━━━ Text block ━━━
Smeal Testifies on Behalf of Afghan Women – Urges Aid, Restoration of Rights, and Democracy
Eleanor Smeal, President of the Feminist Majority and the Feminist Majority Foundation, testified before the U.S. Senate at a joint hearing of the Subcommittee on International Organizations and Terrorism and the Subcommittee on Near Eastern and South Asia Affairs of the Committee on Foreign Relations. Smeal called for a significant increase in humanitarian aid for the Afghan people, the restoration of Afghan women’s rights, and the establishment of a constitutional democracy in post-Taliban Afghanistan.
During the hearing, Smeal noted that women are estimated to be 60-70 percent of the adult population of Afghanistan, and that before the Taliban takeover, women were over 70 percent of the teachers, 40 percent of doctors, the vast majority of health care workers, and over half of the university students. Despite Taliban edicts, women have risked their lives to run home schools and health clinics in Afghanistan and in refugee areas where Taliban soldiers roam.
If civil society is to be rebuilt in Afghanistan and the rogue state that has been sustained by drug trafficking is to be brought to an end, all citizens – especially those in the healthcare and education fields – must be utilized,” said Smeal. “The employment of these workers – who are mostly women – is essential to the rebuilding of the country’s social infrastructure and civilization itself. The restoration of the rights of women is crucial both for the sake of human rights and to make possible the return to civil society.”
Smeal also addressed the continuing humanitarian crisis in the region. Before September 11, over 5 million Afghan refugees, seventy-five percent of which are women and children, had fled to neighboring countries and millions more were internally displaced without adequate resources to survive. Conditions in the refugee areas for these women, however, are not much better than in Afghanistan. “It is a near holocaust situation,” said Smeal. “The conditions in which these refugees fight for survival are horrific with little food, with many families having no more than plastic sheets for shelter, and with virtually no sanitation. These conditions have resulted in widespread disease, death, and regional instability.” The United Nations estimates that the total number of Afghans needing humanitarian assistance will soon reach at least 7.5 million. Smeal urged that more humanitarian aid is needed to alleviate the current crisis, encourage deflection from the Taliban, and ensure the democratic reconstruction of Afghanistan.
━━━
**Complete the following**
1. For the report on Smeal's testimony, decide whether each statement agrees with it: (a) Before the Taliban takeover, women made up more than half of the university students in Afghanistan. (b) Smeal gave her testimony before the U.S. House of Representatives. (c) The United Nations expects at least 7.5 million Afghans to need humanitarian assistance soon. For each, answer yes or no and quote the words of the report that decide it.
2. Please reproduce word for word the part of the report on Smeal's testimony that begins at the words "During the hearing, Smeal" and stops after "Taliban soldiers roam.".
━━━ Data extract ━━━
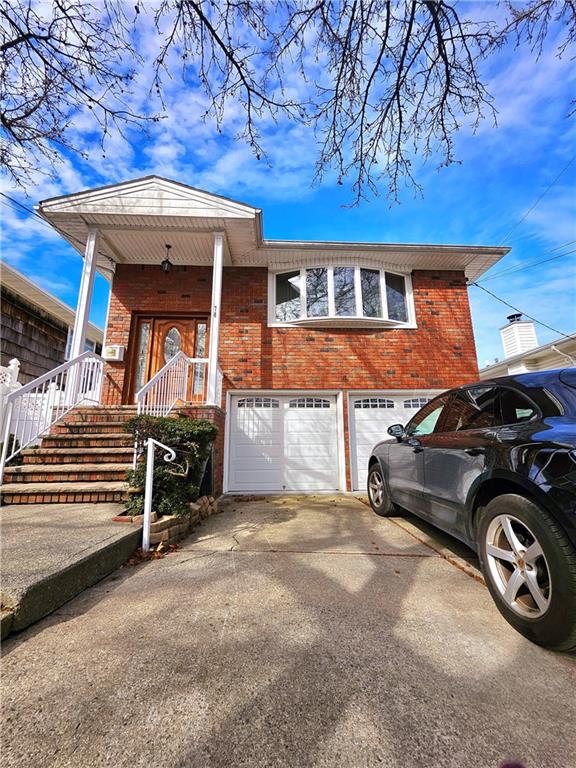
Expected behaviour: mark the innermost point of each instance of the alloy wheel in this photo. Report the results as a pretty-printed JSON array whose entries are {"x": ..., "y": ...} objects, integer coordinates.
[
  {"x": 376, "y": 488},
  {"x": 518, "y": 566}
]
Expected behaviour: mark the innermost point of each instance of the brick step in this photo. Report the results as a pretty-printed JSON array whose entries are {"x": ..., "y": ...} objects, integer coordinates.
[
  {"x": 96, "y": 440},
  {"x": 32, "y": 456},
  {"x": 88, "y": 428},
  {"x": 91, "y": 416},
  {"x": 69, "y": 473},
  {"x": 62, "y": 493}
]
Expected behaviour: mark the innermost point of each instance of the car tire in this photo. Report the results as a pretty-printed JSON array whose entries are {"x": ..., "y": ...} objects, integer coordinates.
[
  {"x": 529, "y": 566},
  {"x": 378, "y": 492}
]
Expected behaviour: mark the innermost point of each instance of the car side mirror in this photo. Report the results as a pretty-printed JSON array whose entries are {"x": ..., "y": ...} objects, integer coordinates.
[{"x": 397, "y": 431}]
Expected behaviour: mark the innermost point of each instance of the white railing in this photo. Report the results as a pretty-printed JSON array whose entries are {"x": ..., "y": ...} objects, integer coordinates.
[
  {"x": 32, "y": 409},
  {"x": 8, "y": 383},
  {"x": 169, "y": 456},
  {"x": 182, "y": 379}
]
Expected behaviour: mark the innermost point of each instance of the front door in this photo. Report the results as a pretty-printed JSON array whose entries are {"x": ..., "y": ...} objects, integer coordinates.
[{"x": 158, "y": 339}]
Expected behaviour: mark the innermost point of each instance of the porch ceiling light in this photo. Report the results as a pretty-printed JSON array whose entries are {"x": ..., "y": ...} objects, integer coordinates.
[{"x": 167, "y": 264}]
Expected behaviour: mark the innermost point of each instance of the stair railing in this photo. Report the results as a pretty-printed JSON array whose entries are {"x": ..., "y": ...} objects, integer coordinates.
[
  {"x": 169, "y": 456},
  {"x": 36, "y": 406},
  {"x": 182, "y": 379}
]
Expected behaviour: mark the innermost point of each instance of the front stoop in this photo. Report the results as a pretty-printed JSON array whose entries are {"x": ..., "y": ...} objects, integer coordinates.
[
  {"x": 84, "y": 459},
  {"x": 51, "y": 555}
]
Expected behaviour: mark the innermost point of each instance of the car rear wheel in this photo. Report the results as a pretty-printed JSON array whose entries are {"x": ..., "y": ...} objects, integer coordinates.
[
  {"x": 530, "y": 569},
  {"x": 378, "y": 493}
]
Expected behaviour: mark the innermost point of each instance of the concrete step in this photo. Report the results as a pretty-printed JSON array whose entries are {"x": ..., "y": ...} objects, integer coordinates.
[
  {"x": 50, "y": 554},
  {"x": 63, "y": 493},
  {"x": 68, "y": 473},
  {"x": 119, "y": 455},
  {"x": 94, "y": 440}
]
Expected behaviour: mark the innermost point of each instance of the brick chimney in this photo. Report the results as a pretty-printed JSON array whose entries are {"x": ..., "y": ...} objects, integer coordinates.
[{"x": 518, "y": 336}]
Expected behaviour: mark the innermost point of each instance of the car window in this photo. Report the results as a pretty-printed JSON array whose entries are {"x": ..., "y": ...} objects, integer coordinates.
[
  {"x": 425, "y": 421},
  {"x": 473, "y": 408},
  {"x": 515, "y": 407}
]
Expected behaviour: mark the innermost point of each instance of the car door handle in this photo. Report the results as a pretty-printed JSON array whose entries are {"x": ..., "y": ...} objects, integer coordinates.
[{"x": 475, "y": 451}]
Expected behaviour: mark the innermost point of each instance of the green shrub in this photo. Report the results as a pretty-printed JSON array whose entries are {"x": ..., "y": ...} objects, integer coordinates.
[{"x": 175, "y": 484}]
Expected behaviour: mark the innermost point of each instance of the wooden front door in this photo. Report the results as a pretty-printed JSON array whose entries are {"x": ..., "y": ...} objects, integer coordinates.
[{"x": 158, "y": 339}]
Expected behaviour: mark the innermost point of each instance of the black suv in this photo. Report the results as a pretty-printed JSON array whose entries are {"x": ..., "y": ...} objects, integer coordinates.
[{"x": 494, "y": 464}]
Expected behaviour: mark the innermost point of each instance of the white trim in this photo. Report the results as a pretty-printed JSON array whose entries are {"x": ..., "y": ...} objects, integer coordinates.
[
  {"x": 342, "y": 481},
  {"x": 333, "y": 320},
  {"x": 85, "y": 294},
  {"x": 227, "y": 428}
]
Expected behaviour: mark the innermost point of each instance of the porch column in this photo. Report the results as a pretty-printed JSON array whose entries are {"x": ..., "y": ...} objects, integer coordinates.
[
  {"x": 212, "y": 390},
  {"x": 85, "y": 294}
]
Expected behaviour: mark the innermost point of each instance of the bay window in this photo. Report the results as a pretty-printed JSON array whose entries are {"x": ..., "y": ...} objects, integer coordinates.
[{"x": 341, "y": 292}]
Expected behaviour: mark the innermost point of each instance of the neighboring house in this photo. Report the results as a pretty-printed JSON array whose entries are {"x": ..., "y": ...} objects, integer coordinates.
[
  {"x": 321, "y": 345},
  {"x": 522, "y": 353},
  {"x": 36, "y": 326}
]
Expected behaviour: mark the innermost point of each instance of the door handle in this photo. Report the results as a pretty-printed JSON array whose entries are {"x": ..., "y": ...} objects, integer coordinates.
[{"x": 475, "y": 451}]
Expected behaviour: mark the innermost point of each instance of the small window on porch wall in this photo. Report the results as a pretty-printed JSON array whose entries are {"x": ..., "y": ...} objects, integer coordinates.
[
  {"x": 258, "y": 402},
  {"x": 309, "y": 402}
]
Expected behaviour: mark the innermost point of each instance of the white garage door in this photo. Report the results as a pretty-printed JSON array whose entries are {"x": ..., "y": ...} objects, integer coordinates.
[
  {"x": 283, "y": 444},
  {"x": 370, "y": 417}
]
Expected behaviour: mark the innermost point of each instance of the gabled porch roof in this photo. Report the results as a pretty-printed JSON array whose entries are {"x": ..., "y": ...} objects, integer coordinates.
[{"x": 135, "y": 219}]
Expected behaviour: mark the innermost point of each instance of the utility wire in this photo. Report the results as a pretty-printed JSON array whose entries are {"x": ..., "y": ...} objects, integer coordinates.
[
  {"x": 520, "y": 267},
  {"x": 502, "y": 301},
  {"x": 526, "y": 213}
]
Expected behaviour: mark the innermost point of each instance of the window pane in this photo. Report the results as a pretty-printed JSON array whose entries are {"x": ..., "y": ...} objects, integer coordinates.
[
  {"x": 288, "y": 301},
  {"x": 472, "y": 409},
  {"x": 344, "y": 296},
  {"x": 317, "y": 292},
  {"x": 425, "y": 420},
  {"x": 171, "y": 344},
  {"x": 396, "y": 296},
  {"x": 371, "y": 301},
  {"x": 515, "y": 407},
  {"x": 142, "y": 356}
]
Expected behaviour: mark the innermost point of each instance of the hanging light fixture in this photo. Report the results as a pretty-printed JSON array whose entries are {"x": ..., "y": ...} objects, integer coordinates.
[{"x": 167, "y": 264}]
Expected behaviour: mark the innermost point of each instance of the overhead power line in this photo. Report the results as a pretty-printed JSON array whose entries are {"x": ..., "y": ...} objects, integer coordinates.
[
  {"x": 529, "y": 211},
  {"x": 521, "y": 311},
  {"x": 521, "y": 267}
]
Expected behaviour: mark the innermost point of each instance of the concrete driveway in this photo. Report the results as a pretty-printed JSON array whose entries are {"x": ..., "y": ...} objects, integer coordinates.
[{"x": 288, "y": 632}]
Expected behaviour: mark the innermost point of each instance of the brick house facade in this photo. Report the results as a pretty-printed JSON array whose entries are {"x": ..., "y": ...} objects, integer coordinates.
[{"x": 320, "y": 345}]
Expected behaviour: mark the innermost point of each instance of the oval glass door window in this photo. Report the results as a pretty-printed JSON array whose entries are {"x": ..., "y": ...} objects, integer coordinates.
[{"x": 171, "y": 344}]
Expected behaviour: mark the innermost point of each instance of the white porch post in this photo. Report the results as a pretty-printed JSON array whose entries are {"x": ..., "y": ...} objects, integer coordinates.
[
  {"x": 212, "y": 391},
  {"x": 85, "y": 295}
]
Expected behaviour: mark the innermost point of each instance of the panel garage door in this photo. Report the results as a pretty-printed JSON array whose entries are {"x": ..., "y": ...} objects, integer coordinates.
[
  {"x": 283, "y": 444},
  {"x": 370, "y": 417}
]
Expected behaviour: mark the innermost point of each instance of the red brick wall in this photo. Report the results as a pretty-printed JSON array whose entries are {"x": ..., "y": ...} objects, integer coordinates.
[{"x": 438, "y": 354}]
━━━
━━━ Data extract ━━━
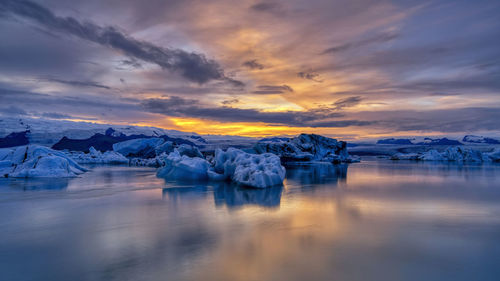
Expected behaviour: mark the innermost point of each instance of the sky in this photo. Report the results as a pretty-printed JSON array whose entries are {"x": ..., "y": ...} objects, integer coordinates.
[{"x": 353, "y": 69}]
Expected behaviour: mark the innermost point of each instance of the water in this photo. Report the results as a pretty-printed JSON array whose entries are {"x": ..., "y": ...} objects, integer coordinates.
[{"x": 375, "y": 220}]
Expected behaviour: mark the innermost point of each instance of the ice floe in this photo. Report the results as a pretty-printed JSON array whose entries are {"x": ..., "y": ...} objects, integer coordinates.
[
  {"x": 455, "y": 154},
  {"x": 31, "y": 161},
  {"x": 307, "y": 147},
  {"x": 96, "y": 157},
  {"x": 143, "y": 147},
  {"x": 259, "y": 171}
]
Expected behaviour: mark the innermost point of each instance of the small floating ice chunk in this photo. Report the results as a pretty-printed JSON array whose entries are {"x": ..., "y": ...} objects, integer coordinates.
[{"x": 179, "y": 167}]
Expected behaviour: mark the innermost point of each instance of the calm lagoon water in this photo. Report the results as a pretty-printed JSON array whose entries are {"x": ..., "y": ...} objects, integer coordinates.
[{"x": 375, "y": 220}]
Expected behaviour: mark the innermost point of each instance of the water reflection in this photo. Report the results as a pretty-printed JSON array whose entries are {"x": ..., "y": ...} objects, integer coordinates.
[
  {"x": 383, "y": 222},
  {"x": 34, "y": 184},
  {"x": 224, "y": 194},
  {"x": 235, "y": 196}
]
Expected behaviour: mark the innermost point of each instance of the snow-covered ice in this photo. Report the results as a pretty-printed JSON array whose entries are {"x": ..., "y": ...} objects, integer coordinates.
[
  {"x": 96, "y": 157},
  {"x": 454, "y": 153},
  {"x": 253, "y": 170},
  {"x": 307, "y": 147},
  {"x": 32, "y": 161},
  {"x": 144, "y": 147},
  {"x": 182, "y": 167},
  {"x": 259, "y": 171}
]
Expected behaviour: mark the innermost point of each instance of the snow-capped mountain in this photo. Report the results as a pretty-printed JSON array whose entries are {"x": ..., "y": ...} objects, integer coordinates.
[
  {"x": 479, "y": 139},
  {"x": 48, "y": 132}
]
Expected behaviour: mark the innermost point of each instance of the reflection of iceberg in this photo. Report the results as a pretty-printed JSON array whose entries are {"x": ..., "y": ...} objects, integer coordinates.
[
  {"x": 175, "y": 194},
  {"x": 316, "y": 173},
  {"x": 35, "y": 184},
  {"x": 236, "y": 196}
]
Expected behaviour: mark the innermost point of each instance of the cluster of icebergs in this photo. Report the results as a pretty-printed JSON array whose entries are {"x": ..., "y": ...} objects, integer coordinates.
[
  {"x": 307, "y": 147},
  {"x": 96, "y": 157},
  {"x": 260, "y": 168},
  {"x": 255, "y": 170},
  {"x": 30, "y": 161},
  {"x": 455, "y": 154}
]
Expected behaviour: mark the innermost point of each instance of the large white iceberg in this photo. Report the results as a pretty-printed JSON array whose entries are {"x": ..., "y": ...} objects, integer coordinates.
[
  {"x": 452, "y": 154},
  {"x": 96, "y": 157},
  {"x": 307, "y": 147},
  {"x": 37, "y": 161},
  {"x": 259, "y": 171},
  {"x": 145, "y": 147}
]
━━━
**Replies**
1.
(a) Yes: "over half of the university students"
(b) No: "testified before the U.S. Senate"
(c) Yes: "the total number of Afghans needing humanitarian assistance will soon reach at least 7.5 million"

2.
During the hearing, Smeal noted that women are estimated to be 60-70 percent of the adult population of Afghanistan, and that before the Taliban takeover, women were over 70 percent of the teachers, 40 percent of doctors, the vast majority of health care workers, and over half of the university students. Despite Taliban edicts, women have risked their lives to run home schools and health clinics in Afghanistan and in refugee areas where Taliban soldiers roam.